*** Opening Text shown ***

ARTIFICIAL INTELLIGENCE WAS once something the average person described in the abstract. They had no tactile relationship with it that they were aware of, even if their devices were often utilizing it. That’s all changed over the past year as people have started to engage with AI programs like OpenAI’s DALL-E and ChatGPT, and the technology is rapidly advancing.

As AI is democratized, democracy itself is falling under new pressures. There will likely be many exciting ways it will be deployed, but it may also start to distort reality and could become a major threat to the 2024 presidential election if AI-generated audio, images, and videos of candidates proliferate. The line between what’s real and what’s fake could start to blur significantly more than it already has in an age of rampant disinformation.

“We’ve seen pretty dramatic shifts in the landscape when it comes to generative tools—particularly in the last year,” says Henry Ajder, an independent AI expert. “I think the scale of content we’re now seeing being produced is directly related to that dramatic opening up of accessibility.”

It’s not a question of whether AI-generated content is going to start playing a role in politics, because it’s already happening. AI-generated images and videos featuring president Joe Biden and Donald Trump have started spreading around the internet. Republicans recently used AI to generate an attack ad against Biden. The question is, what will happen when anyone can open their laptop and, with minimal effort, quickly create a convincing deepfake of a politician?

There are plenty of ways to generate AI images from text, such as DALL-E, Midjourney, and Stable Diffusion. It’s easy to generate a clone of someone’s voice with an AI program like the one offered by ElevenLabs. Convincing deepfake videos are still difficult to produce, but Ajder says that might not be the case within a year or so.

“To create a really high-quality deepfake still requires a fair degree of expertise, as well as post-production expertise to touch up the output the AI generates,” Ajder says. “Video is really the next frontier in generative AI.”

*** Closing Text shown ***
*** Opening Provided material ***

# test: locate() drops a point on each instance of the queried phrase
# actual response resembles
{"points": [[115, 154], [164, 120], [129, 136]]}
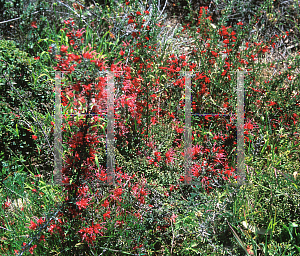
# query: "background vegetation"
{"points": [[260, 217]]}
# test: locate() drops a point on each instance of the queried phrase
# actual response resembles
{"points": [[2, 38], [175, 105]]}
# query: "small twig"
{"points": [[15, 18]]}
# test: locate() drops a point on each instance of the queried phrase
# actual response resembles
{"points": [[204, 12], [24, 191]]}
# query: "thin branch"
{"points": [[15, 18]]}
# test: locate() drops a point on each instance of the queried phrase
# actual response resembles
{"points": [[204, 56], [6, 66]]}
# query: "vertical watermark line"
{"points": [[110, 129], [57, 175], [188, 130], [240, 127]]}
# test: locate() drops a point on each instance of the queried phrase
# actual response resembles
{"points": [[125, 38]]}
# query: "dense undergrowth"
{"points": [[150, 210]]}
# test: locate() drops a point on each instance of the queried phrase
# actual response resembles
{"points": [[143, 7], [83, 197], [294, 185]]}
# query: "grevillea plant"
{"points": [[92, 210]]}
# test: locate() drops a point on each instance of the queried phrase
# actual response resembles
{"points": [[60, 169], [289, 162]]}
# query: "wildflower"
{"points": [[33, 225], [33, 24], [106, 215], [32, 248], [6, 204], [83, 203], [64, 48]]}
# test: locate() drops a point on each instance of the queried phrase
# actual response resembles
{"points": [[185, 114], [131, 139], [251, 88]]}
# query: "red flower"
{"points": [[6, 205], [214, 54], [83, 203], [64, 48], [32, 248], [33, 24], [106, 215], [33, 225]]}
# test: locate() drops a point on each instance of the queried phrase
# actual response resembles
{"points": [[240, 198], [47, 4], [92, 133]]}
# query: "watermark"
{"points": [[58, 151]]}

*** Closing Provided material ***

• [Your objective] Reproduce the stretch from "It’s not a question" through "of a politician?" in the passage about AI and the 2024 election. Rely only on the passage about AI and the 2024 election, not the data.

• [Written reply]
It’s not a question of whether AI-generated content is going to start playing a role in politics, because it’s already happening. AI-generated images and videos featuring president Joe Biden and Donald Trump have started spreading around the internet. Republicans recently used AI to generate an attack ad against Biden. The question is, what will happen when anyone can open their laptop and, with minimal effort, quickly create a convincing deepfake of a politician?